- **Required actions**:
1/ According to the AN/MRN-1 text, on what date was the AN/MRN-1 standardized?
2/ Do these statements agree with the AN/MRN-1 text? (a) The AN/MRN-1 replaced the SCR-241. (b) The transmitter's power output is 50 watts. (c) At an elevation of 6,000 feet, the range is approximately 100 miles. For each, answer yes or no and quote the deciding words.
3/ Return the portion of the AN/MRN-1 text starting with "The AN/MRN-1 was" and going on through "component of SCS-51.", word for word.

The AN/MRN-1 was an instrument approach localizer used by the Army Air Force during and after World War II. It was standardized on 3 July 1942. It replaced the SCR-241, and was a component of SCS-51.

Use
The transmitter provides a signal to guide the RC-103 equipped aircraft to the centerline of a runway. The set radiates two intersecting field patterns, one of which is modulated at an audio frequency of 90 cycles per second, and the other at an audio frequency of 150 cycles per second. The shape of the radiated patterns is such that they intersect in a vertical plane called the "course", which can be oriented (by positioning the truck) to intersect the ground in a line which coincides with the center-line of a landing runway. The range of the equipment is a function of the elevation of the receiving antenna: approximately 40 miles at an elevation of 2,500 feet, 70 miles at 6,000 feet, and 100 miles at 10,000 feet. The transmitter, BC-751-A has a frequency range from 108.3 to 110.3 Mc. power output is 25 Watts.

- **Supplied data**:
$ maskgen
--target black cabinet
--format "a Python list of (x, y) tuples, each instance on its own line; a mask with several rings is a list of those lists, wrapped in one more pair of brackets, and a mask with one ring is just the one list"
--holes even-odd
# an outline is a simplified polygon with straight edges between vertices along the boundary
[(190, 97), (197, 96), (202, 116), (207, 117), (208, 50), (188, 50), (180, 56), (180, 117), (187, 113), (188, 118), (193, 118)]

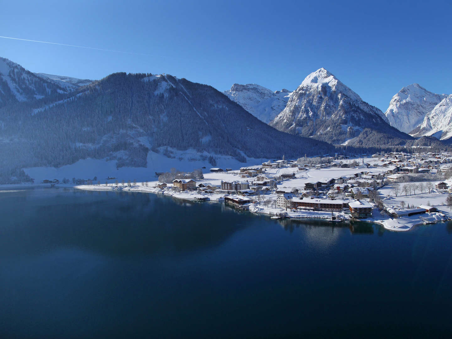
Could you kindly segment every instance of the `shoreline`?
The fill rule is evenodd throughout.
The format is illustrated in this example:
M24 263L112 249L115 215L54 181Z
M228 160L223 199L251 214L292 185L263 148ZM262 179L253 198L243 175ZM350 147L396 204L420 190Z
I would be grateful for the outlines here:
M152 185L155 182L151 182L150 184ZM188 200L188 201L197 202L199 201L199 198L206 197L209 199L205 200L205 202L219 202L224 201L223 198L224 194L215 194L214 193L209 193L208 195L201 195L192 191L190 193L167 193L165 190L161 188L157 188L152 186L143 186L142 185L137 185L135 186L122 186L118 185L118 186L113 186L114 184L110 184L110 186L106 186L104 184L101 184L100 185L96 184L93 185L75 185L71 184L58 184L55 186L56 188L60 187L65 188L75 188L85 191L97 191L99 192L135 192L141 193L152 193L155 194L163 194L169 197L180 199L182 200ZM33 184L29 183L9 184L5 185L0 185L0 192L2 189L20 189L20 188L29 188L35 187L51 187L49 184ZM269 217L274 217L278 214L287 212L287 217L285 218L293 219L296 220L317 220L319 221L323 221L325 223L328 221L325 221L325 219L330 217L331 212L324 211L308 211L305 212L292 212L292 211L277 211L274 208L269 208L268 207L265 207L260 204L253 204L251 207L250 212L256 214L263 214L268 216ZM374 211L374 215L377 215L376 213L378 213L377 211ZM370 223L378 224L382 226L385 229L388 231L393 231L395 232L405 232L412 230L415 226L419 226L424 224L424 221L419 218L418 216L413 216L410 217L401 217L398 218L379 218L374 217L372 218L367 218L365 219L355 219L350 218L349 217L343 212L336 212L336 215L339 215L344 218L344 220L340 223L349 222L350 221L360 221L363 222L367 222ZM443 217L440 215L440 213L429 213L427 216L427 219L428 221L432 222L434 224L441 222L447 222L448 221L447 217Z
M110 186L104 186L104 188L101 188L102 186L97 186L96 187L95 185L75 185L73 186L71 186L74 188L77 188L78 189L82 189L85 190L93 190L93 191L126 191L127 192L137 192L143 193L153 193L156 194L162 194L168 196L170 197L172 197L173 198L175 198L178 199L181 199L182 200L186 200L189 201L197 201L198 198L205 198L206 196L202 196L198 194L192 194L191 195L198 196L195 197L188 197L187 196L186 194L184 193L174 193L173 194L168 194L165 193L163 190L161 188L150 188L146 187L146 189L143 189L141 185L138 188L135 188L133 186L128 187L120 187L118 186L118 187L112 187ZM221 196L222 194L217 194L215 195L214 193L211 193L212 195L217 195ZM210 198L210 197L209 197ZM219 197L218 198L220 198ZM218 199L212 199L210 198L209 200L206 201L206 202L218 202L223 201L223 200L218 200ZM277 215L277 213L280 213L281 212L284 213L284 211L271 211L268 208L266 209L264 207L262 207L260 205L258 205L256 207L254 205L254 207L252 209L250 209L250 212L253 213L255 213L256 214L264 214L266 216L268 216L269 217L271 217L272 216L274 216ZM326 212L323 211L315 211L317 213L315 214L316 215L312 215L311 213L315 213L315 212L309 212L306 213L309 213L309 215L307 214L303 214L298 212L292 212L289 211L286 211L288 213L288 217L286 218L287 219L293 219L295 220L317 220L320 221L324 221L325 219L327 219L330 217L330 212ZM421 225L424 224L424 221L420 219L418 217L415 216L414 217L401 217L398 218L388 218L387 219L377 219L377 218L367 218L366 219L351 219L349 218L347 218L347 216L345 213L337 213L337 214L339 214L341 217L344 217L344 220L343 221L340 223L343 223L344 222L350 222L350 221L360 221L363 222L367 222L370 223L374 223L378 224L380 225L385 228L385 230L388 231L391 231L395 232L404 232L407 231L411 231L415 226ZM448 221L447 219L444 218L443 217L441 217L440 218L438 219L435 217L438 216L438 214L434 213L429 213L428 217L430 218L428 219L429 221L433 222L433 223L436 224L438 222L446 222ZM430 219L432 220L430 220ZM402 222L399 222L399 221L402 221ZM328 221L325 221L325 222L328 222Z

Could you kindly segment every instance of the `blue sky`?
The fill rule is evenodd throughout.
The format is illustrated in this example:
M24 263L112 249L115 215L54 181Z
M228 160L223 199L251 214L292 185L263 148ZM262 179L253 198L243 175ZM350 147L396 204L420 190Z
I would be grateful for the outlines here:
M142 54L1 38L0 56L33 72L167 73L221 91L234 83L294 89L323 67L384 111L414 82L452 93L451 9L415 0L10 0L1 36Z

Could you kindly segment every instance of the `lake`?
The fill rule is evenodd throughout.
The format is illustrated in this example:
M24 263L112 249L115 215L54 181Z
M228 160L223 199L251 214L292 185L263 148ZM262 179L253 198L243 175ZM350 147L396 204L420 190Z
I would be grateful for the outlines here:
M0 337L452 336L452 224L385 231L222 204L0 190Z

- **Answers to the exercise**:
1/ 3 July 1942

2/
(a) Yes: "It replaced the SCR-241"
(b) No: "power output is 25 Watts"
(c) No: "70 miles at 6,000 feet"

3/
The AN/MRN-1 was an instrument approach localizer used by the Army Air Force during and after World War II. It was standardized on 3 July 1942. It replaced the SCR-241, and was a component of SCS-51.